### Activity:
Would you copy out the whole listing exactly as given?

++++++++

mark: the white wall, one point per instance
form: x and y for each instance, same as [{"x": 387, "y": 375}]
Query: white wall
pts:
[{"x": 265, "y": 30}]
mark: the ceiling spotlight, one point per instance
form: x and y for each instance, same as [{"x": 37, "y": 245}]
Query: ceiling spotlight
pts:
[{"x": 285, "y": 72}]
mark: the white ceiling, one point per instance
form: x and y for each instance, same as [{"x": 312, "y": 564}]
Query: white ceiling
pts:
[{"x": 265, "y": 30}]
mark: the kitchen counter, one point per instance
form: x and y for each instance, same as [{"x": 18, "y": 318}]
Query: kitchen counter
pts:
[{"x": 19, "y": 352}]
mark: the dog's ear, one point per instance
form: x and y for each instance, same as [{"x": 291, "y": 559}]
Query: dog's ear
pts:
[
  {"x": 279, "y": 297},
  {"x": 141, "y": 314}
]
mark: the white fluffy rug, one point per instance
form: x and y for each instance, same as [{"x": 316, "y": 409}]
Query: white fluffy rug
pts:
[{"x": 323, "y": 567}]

++++++++

### Written answer:
mark: the white wall, one point per instance
form: x and y for each instance, same as [{"x": 387, "y": 375}]
Query: white wall
pts:
[{"x": 265, "y": 30}]
mark: the ceiling spotlight, one point per instance
form: x and y for each instance, same as [{"x": 37, "y": 245}]
Query: ceiling spotlight
pts:
[{"x": 285, "y": 72}]
mark: the white ceiling, one point per instance
form: x and y for each instance, same as [{"x": 312, "y": 564}]
Query: white ceiling
pts:
[{"x": 265, "y": 30}]
mark: the kitchen counter, one point per instance
form: x and y for each instance, same as [{"x": 18, "y": 318}]
Query: kitchen counter
pts:
[{"x": 19, "y": 352}]
mark: the dog's ear, one point per instance
form: x and y for each instance, same as [{"x": 291, "y": 559}]
Query: dog's ear
pts:
[
  {"x": 279, "y": 297},
  {"x": 141, "y": 314}
]
mark: the white fluffy rug, one point per instance
form: x and y for each instance, same as [{"x": 316, "y": 409}]
Query: white fluffy rug
pts:
[{"x": 323, "y": 567}]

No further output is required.